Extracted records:
■ ■ ■ ■
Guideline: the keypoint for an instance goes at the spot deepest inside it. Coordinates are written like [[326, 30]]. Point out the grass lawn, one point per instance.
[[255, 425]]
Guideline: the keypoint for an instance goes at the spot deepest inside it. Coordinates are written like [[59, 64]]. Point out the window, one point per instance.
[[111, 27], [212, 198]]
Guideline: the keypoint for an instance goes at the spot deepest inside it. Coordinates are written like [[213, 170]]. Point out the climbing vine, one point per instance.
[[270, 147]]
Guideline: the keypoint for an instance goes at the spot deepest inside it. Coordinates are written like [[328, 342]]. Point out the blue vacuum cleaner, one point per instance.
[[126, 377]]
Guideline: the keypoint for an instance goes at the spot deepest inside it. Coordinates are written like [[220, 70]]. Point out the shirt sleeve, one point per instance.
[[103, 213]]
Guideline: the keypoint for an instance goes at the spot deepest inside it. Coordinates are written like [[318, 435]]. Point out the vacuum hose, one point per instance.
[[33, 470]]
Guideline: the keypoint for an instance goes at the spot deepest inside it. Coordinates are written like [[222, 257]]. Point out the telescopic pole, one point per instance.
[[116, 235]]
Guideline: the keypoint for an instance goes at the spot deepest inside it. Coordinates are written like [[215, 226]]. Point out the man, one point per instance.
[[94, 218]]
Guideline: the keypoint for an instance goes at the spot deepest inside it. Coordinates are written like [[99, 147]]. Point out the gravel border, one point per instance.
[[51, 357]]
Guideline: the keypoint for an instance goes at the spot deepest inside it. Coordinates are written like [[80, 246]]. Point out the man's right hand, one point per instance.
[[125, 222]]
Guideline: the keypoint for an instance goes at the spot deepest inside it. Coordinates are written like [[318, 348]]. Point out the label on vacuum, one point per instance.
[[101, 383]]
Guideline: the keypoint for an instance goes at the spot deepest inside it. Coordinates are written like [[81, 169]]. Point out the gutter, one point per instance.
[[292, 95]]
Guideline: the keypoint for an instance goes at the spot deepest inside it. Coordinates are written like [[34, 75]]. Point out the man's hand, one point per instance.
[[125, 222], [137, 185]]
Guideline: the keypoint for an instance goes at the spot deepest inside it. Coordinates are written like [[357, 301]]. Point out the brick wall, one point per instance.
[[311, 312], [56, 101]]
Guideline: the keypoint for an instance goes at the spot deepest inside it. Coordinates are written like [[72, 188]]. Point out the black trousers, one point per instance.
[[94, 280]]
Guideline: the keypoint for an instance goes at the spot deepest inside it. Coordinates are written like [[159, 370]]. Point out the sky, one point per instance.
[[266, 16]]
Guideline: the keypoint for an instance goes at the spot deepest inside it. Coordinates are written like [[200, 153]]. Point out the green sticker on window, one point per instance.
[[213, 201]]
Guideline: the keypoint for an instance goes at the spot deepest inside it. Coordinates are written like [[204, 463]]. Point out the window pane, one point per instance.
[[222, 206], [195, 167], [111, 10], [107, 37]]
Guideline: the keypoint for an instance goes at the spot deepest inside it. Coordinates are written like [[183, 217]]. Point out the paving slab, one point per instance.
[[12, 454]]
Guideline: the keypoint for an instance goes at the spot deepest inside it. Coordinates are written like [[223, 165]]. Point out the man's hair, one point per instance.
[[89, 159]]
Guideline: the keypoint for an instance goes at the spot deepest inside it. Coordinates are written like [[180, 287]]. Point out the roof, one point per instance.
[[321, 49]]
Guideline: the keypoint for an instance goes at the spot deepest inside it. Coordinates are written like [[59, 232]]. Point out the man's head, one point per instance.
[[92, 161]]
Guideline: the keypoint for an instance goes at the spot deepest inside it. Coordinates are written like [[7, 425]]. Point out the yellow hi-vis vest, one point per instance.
■ ■ ■ ■
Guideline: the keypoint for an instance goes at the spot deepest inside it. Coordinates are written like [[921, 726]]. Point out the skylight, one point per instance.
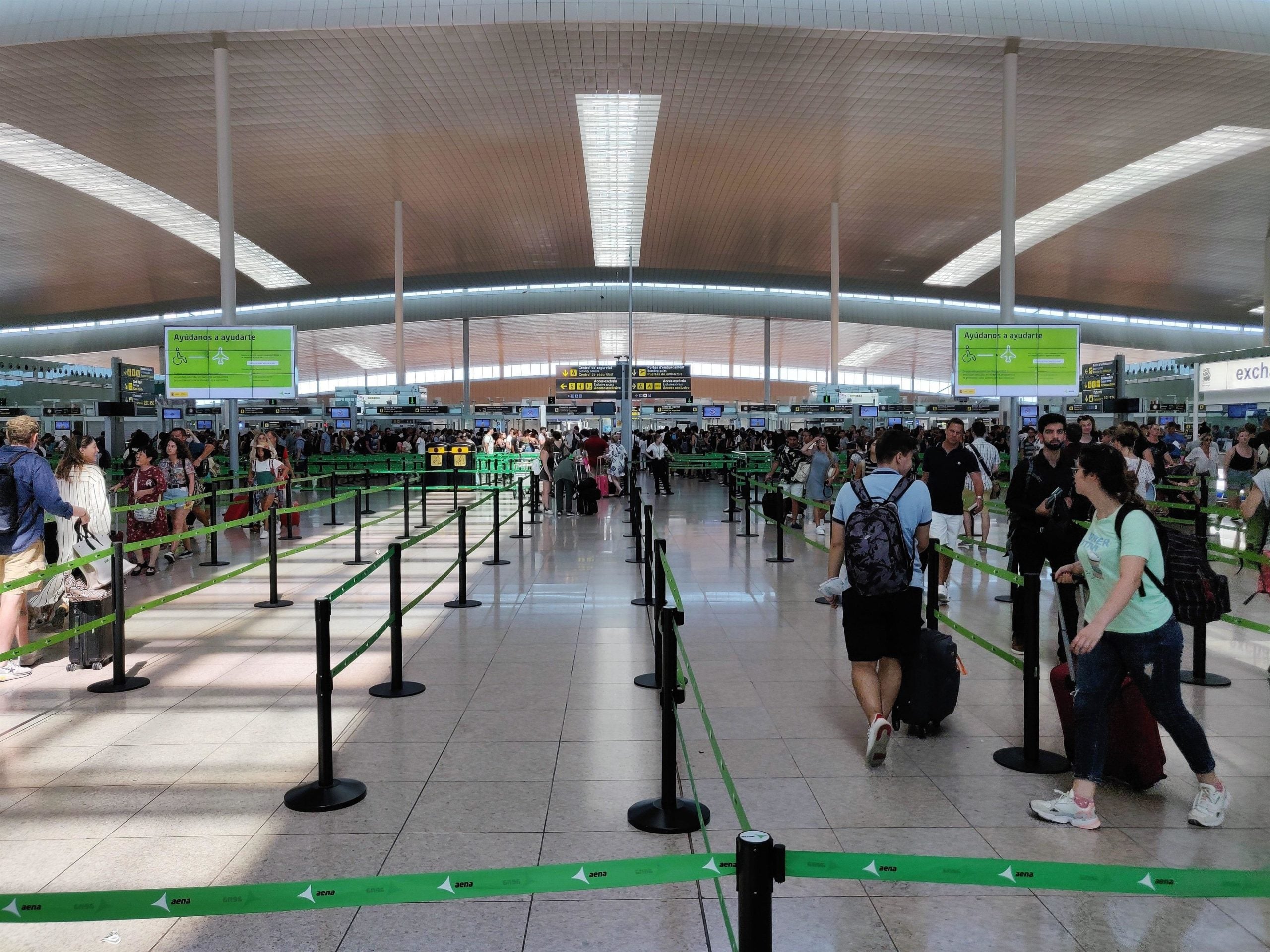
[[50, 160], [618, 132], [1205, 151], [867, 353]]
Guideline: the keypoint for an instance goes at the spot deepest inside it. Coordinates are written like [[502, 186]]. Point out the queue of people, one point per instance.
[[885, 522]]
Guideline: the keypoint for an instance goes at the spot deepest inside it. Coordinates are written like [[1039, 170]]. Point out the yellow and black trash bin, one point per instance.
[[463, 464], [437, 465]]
■ ■ ■ ■
— WHAT YOU SHOULD DO —
Return every line of the records above that contains the word "hand", matching its case exactly.

— OUTPUT FOR THIS TASK —
Guideline: the keypoint for an instance goes at the spot deepest inside it. Coordinates are written like [[80, 246]]. Point out the man's right hand, one point per instance.
Guideline: the keypoint for an instance goes at the spot deepest inside it. Coordinates are written like [[34, 75]]. Point out the man's hand, one point per instance.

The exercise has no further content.